* begin *

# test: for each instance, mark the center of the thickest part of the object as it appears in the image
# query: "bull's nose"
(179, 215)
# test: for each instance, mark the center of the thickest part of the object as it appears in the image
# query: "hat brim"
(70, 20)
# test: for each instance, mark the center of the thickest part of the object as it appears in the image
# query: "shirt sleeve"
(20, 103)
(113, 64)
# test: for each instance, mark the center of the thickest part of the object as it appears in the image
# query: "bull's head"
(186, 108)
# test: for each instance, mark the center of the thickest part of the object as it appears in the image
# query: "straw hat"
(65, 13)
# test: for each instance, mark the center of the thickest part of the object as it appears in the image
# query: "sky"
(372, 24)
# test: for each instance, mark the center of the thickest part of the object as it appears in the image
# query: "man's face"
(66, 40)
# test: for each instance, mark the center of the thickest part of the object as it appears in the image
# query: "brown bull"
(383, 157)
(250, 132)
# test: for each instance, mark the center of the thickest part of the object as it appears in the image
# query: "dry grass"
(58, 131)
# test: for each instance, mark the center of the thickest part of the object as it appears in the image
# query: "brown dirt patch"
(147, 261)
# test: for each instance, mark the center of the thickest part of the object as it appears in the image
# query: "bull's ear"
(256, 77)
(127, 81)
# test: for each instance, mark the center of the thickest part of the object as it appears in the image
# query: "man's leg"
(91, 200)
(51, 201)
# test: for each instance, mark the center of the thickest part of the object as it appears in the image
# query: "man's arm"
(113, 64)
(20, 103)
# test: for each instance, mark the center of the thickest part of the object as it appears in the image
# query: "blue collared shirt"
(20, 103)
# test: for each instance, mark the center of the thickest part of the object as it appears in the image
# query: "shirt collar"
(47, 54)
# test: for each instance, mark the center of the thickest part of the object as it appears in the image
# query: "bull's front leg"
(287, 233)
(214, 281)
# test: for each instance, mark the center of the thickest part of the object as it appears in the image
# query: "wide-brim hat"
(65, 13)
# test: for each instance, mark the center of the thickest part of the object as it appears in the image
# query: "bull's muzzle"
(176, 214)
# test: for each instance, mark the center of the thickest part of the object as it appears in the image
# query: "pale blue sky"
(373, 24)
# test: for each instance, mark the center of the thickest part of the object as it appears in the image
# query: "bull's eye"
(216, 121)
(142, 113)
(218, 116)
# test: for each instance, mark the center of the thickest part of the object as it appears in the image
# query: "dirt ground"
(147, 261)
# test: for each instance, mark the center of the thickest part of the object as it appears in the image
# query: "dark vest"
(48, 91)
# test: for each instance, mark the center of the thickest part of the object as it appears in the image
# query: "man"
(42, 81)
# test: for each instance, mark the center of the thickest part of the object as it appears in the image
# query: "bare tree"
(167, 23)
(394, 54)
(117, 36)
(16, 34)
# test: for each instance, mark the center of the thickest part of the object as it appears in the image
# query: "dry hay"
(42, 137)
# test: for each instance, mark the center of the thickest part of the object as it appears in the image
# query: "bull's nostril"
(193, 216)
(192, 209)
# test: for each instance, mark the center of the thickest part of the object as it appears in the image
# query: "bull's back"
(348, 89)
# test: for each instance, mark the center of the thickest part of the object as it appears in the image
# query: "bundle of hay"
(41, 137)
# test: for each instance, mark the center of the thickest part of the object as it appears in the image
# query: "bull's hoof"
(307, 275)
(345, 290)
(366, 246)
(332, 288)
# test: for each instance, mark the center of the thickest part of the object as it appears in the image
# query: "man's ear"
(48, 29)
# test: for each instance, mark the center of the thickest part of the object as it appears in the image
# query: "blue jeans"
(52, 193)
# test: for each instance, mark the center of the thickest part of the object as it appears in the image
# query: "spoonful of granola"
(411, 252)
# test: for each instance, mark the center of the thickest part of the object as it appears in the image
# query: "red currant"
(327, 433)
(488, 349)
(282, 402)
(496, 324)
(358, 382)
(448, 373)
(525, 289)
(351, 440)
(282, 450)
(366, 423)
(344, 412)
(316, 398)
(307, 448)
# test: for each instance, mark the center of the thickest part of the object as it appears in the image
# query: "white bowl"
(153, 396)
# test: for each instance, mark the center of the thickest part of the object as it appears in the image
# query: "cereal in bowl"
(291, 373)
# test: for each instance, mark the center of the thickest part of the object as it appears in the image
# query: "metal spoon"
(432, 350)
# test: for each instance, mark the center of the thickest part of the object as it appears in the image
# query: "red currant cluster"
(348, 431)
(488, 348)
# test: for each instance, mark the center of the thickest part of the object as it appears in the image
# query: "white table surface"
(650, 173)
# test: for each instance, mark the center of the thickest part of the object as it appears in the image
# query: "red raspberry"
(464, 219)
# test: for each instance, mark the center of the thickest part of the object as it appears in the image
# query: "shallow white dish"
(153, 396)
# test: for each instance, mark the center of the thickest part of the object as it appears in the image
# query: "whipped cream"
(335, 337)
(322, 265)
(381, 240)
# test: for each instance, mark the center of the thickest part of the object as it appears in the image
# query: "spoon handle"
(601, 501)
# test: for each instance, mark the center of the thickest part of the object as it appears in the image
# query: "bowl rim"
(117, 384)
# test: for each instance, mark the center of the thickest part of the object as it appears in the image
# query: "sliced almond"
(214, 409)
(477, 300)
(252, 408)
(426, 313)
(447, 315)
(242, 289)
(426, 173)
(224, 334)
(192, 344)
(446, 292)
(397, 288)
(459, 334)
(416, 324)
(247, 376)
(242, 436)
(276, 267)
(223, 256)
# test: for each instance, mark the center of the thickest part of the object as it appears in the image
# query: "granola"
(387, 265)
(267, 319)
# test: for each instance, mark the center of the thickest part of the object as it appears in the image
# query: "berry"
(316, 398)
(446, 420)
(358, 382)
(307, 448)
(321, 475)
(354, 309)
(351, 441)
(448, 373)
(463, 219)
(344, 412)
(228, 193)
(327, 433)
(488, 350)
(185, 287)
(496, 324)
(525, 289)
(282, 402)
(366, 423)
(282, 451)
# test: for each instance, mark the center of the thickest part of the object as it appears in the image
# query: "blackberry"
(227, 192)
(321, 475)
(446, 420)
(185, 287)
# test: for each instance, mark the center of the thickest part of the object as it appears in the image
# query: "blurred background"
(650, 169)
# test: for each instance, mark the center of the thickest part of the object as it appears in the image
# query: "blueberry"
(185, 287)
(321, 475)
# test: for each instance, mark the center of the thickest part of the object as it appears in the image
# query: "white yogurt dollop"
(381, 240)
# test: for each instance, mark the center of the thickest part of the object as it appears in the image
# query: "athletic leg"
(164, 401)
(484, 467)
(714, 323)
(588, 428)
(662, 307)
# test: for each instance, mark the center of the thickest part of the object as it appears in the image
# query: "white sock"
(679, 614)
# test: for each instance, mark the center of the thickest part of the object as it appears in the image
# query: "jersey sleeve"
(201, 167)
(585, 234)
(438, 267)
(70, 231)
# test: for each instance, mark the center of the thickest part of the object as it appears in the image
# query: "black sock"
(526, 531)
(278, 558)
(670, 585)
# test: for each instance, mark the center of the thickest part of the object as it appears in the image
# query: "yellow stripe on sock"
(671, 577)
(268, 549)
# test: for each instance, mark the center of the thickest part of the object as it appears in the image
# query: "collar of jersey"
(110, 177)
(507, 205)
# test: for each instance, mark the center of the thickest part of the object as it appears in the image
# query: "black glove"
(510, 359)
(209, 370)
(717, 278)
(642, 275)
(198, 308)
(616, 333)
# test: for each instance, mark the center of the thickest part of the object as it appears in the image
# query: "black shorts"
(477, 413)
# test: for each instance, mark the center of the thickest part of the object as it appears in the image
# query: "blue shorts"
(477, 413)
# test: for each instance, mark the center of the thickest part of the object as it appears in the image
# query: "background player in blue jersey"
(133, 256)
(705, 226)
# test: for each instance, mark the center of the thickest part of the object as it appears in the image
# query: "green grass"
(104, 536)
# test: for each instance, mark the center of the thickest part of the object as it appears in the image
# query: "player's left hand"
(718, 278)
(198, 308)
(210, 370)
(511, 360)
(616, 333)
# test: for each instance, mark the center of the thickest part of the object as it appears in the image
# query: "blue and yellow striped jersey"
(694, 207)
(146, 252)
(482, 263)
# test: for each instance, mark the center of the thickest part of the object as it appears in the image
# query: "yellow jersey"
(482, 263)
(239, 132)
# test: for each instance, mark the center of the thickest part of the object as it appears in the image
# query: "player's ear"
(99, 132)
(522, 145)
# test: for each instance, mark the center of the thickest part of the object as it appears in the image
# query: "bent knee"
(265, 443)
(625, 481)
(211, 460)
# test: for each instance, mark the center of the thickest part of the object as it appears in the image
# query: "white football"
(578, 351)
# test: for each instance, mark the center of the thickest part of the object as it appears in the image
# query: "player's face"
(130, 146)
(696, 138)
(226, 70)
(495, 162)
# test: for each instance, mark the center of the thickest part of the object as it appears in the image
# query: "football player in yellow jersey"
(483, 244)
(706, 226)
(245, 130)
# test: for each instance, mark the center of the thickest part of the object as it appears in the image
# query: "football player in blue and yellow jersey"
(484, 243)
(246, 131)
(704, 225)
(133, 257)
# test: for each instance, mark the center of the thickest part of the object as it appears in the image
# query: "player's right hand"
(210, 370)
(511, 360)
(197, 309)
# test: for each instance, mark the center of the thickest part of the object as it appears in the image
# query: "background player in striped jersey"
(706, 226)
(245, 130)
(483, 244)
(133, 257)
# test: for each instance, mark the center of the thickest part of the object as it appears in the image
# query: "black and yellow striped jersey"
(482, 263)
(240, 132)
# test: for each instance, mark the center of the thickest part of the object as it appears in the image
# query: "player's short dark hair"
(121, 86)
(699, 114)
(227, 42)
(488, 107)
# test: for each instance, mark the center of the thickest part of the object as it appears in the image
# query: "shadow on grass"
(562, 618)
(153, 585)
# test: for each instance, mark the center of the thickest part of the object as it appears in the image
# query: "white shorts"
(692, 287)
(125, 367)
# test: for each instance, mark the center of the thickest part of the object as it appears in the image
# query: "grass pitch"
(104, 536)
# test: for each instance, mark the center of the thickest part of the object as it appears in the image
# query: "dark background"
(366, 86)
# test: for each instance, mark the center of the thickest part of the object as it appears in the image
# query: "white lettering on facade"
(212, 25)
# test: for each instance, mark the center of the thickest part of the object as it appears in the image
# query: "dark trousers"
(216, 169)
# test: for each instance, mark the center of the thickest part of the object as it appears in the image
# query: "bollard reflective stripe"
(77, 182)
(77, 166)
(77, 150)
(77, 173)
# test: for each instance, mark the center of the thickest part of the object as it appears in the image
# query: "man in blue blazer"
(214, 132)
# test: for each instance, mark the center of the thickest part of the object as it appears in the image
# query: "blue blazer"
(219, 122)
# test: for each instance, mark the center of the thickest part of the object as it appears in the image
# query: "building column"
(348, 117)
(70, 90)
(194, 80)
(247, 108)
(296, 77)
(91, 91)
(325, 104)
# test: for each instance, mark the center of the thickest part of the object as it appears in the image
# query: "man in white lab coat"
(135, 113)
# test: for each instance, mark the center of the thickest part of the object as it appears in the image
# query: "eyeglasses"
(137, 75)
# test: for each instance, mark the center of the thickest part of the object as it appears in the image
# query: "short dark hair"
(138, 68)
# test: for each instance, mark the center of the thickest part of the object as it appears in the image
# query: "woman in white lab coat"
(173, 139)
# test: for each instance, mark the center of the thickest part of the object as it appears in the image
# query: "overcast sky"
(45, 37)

* end *

**YOUR INSTRUCTIONS**
List every line of the records that contains the string "striped". Case counts, so match capitalization exactly.

**RESPONSE TO THIS TASK**
# query: "blue and yellow striped jersey"
# query: "background player in striped jersey"
# query: "black and yellow striped jersey"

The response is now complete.